** START **

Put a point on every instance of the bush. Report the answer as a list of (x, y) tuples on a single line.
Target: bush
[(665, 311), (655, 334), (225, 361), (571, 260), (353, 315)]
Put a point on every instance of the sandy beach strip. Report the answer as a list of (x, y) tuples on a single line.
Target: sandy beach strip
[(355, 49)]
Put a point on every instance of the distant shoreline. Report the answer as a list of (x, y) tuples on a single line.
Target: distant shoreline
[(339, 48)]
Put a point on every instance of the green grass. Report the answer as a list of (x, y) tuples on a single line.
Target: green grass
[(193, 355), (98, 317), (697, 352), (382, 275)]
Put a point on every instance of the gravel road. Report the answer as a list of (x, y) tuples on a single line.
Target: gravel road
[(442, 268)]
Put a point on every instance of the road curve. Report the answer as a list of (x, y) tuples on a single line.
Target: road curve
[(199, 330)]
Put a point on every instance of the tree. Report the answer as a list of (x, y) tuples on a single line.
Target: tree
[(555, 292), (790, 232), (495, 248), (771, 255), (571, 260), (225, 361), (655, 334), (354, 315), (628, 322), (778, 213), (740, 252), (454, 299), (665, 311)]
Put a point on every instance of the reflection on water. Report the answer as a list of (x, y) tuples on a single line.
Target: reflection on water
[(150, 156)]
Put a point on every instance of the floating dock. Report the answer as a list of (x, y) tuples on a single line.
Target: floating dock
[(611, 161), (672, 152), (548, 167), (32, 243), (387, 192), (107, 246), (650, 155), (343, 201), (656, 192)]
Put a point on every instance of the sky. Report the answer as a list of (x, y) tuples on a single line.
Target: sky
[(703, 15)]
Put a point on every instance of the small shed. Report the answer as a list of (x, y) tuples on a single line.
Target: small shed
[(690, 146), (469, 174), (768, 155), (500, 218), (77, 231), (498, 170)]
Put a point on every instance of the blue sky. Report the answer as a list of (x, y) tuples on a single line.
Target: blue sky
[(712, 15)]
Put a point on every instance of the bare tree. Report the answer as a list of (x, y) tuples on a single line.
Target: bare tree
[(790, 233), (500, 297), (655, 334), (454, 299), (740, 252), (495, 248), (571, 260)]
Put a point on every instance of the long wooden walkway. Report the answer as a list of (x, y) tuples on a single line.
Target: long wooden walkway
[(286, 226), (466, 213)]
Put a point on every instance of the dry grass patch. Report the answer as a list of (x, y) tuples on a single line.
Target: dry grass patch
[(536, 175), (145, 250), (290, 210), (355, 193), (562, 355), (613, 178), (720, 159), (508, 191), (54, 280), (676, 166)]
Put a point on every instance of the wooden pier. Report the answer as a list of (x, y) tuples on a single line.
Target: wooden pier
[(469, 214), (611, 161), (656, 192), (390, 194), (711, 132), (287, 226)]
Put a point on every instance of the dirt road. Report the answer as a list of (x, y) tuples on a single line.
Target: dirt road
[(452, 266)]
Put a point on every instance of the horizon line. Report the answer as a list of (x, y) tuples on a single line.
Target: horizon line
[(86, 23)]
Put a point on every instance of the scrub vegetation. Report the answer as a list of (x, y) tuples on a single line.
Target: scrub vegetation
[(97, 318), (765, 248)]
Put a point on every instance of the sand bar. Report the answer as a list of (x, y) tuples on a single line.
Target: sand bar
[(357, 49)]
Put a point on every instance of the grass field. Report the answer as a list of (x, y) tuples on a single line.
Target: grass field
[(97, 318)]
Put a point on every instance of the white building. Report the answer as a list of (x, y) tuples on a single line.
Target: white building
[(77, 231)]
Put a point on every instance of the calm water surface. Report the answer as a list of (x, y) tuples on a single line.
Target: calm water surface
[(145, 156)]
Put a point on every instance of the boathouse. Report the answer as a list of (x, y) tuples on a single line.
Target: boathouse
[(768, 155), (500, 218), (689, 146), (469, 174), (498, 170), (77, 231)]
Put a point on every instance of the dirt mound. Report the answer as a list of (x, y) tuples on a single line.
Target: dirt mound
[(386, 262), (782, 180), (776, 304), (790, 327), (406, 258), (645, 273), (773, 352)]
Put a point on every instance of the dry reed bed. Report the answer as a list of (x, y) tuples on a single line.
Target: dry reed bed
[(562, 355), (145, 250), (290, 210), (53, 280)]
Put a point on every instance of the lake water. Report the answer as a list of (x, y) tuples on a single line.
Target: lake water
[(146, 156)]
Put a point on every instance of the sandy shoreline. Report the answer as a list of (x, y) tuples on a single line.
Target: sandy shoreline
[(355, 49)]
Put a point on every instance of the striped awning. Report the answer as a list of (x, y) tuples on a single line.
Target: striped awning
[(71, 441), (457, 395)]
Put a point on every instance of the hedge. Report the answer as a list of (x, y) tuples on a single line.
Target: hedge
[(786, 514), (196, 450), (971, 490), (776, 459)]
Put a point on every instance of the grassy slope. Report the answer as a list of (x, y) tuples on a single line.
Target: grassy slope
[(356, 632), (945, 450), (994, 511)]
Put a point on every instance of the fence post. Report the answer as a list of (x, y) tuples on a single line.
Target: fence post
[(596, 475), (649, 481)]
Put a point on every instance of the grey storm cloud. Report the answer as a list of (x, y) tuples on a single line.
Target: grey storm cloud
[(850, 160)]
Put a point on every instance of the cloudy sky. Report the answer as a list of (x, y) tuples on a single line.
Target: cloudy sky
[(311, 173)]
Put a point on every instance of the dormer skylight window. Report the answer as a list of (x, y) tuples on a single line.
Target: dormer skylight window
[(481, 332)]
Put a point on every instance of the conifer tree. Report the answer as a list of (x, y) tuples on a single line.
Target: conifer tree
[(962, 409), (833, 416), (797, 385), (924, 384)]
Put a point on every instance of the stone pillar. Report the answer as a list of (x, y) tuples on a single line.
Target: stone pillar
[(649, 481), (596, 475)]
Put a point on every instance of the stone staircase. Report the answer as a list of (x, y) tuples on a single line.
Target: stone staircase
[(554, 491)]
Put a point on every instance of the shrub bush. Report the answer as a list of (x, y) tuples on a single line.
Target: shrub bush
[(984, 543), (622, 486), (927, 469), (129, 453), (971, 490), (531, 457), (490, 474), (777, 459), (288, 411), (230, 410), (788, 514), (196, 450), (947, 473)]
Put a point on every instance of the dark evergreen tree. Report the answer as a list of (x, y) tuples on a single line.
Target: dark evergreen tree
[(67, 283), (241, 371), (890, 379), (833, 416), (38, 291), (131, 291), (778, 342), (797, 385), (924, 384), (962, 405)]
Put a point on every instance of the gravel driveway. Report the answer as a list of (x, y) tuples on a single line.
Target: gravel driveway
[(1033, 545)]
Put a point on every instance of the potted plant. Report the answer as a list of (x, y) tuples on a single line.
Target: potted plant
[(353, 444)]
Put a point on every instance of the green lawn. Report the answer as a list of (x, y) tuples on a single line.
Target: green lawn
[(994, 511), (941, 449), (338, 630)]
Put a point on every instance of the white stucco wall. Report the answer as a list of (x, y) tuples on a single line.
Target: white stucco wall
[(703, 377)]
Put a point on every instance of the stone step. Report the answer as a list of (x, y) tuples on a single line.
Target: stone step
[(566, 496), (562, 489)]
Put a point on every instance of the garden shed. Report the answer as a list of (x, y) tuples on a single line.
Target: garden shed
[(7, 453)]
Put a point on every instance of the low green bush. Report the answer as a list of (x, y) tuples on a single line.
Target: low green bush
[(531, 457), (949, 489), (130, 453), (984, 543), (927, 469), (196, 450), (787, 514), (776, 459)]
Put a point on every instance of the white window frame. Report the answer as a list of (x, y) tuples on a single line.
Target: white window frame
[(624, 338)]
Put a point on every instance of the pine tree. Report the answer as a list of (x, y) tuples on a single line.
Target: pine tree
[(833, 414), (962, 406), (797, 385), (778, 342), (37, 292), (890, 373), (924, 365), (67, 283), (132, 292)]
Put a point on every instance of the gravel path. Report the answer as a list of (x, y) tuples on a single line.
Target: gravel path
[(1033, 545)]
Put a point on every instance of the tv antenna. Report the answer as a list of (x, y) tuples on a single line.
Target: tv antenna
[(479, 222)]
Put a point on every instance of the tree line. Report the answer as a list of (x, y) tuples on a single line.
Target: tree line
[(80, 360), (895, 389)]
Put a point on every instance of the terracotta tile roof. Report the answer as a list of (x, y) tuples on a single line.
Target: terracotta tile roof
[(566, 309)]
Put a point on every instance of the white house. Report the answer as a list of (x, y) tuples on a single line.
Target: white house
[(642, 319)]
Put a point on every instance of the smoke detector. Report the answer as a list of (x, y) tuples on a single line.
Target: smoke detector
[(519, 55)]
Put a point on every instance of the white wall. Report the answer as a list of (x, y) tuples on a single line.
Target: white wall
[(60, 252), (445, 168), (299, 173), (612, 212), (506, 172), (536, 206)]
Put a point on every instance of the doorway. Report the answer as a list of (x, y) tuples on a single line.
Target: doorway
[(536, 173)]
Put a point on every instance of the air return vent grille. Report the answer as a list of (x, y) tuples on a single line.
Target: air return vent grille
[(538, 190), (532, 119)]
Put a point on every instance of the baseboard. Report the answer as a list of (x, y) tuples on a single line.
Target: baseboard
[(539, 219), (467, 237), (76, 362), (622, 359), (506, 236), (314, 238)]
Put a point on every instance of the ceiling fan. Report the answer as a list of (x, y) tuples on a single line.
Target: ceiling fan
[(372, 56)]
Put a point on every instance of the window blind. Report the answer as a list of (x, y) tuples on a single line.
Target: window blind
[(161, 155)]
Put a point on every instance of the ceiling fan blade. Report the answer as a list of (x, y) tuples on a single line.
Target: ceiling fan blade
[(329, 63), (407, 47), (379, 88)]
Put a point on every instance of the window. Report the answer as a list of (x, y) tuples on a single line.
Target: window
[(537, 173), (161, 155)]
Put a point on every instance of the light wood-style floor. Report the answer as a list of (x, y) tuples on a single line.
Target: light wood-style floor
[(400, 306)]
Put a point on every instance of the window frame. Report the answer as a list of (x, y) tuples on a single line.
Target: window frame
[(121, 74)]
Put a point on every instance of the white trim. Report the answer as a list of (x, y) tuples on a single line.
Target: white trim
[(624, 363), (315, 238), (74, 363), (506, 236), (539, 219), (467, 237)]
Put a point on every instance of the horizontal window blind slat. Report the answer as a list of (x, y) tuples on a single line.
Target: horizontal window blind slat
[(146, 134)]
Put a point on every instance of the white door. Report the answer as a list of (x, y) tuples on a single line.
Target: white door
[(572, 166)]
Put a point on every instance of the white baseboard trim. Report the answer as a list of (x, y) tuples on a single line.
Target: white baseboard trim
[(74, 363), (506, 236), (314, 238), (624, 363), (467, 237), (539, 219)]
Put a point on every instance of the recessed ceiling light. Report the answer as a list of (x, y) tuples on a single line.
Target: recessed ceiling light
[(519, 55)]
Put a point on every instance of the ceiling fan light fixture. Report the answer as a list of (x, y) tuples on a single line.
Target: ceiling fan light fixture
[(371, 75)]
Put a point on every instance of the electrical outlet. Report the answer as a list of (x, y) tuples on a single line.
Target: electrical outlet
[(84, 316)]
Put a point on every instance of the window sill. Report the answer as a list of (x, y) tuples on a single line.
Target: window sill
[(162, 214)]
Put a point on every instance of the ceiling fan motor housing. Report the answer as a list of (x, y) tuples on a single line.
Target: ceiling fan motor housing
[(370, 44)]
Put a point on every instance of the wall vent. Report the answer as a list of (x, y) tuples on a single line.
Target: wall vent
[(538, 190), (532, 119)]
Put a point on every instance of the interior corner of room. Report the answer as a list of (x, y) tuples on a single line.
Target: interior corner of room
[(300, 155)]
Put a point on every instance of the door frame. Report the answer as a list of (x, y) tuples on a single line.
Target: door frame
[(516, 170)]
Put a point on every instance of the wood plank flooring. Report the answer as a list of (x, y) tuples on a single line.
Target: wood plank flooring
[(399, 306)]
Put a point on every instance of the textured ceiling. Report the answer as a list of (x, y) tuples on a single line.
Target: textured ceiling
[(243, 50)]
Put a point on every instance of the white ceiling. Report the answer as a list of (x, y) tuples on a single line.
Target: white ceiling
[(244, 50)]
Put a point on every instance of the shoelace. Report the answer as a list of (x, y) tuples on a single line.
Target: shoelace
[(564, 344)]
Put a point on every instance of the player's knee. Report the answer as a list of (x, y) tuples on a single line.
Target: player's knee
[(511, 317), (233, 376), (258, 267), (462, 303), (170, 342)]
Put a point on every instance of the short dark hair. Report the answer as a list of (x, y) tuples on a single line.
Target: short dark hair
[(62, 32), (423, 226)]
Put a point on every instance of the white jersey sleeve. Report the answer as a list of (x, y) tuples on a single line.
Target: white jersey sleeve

** END **

> Work to be completed: Rewrite the stretch from the line containing "Put a point on every instance of the road" through the line containing "[(199, 330)]", substituting "bend in the road" for "road curve" wherever it appears and leaving everything else unchanged.

> Full answer:
Put a point on every instance of the bend in the road. Report the answer as a list of (x, y) tuples on a single line.
Target: bend in the road
[(199, 330)]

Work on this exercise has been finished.